任务要求:
**1.** 请将下面文本段落中以"原理是利用BOFRecord特点完成分页"开头的那一段改写成简短的要点列表，保留其主要事实。
**2.** 根据下面的文本段落，两位前辈中哪一位完成了数据的中间存储？
**3.** 列出下面文本段落中出现的全部英文词语，不含两个网址，不区分大小写。

文本段落:
________________
Java实现POI读取格式为xls的Excel表格时分Sheet页保存

参考前辈博客修改实现POI读取格式为xls的Excel表格时分Sheet页保存,最后验证在两位前辈的代码基础上实现,其中第二位前辈完成了数据的中间存储,如果需要可以参考第二位前辈的方法,在此感谢二位前辈:

1、https://blog.csdn.net/sundy_fly/article/details/78134322

2、http://gaosheng08.iteye.com/blog/624604

 

以下内容为完成Excel解析后的分页存储

1、实现原理:

        原理是利用BOFRecord特点完成分页,该对象会在一个Sheet页开始时出现,多以根据它的特点,当一个Sheet页开始时可以确定上一个Sheet页的内容已经保存完,多以这时可以保存上一个Sheet页的内容,并清空当前保存Sheet内容的集合,方便下一个Sheet页保存;对于最后一个sheet页的内容可以在Excel内容解析完时保存。这时目前采用的解决方案,如果哪位大佬有更好的方法,欢迎探讨。。。。。。

2、实现方案代码:(该方法是自己摸索,还有不完善之处,如有雷同,均属巧合,望谅解)
________________
所给资料:
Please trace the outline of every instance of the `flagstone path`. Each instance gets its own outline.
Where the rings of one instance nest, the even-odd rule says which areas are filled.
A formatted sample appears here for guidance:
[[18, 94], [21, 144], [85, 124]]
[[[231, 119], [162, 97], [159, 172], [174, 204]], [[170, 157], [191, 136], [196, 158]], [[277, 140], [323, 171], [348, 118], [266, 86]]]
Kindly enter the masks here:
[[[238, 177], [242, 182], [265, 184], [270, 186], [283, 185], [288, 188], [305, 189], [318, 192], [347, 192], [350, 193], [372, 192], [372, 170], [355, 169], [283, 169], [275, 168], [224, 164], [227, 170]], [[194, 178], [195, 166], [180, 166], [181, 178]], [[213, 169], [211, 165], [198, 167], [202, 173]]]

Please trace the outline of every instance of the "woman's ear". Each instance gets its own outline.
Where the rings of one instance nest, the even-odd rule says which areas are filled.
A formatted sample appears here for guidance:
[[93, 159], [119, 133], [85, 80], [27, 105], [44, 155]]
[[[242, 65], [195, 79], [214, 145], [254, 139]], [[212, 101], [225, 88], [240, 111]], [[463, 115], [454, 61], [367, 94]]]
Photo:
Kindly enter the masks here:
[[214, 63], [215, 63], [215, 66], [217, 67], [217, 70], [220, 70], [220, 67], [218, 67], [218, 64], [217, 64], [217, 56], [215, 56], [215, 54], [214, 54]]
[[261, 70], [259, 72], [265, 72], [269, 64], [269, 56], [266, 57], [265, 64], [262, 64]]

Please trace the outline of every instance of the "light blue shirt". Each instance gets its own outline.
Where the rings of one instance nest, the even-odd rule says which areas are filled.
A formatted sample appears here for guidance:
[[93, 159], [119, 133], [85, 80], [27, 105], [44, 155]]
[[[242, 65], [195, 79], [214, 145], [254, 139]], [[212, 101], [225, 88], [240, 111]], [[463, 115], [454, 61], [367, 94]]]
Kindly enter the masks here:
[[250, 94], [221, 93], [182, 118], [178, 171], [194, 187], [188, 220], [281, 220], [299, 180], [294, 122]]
________________
参考答案:
**1.**
- 利用BOFRecord的特点实现分页：该对象在每个Sheet页开始时出现。
- 新的Sheet页开始，说明上一个Sheet页的内容已读取完毕，此时保存上一页的内容。
- 保存后清空存放当前Sheet内容的集合，以便保存下一个Sheet页。
- 最后一个Sheet页的内容在整个Excel内容解析完成时保存。
- 这是目前采用的解决方案，欢迎探讨更好的方法。

**2.** 第二位前辈完成了数据的中间存储。

**3.** Java、POI、xls、Excel、Sheet、BOFRecord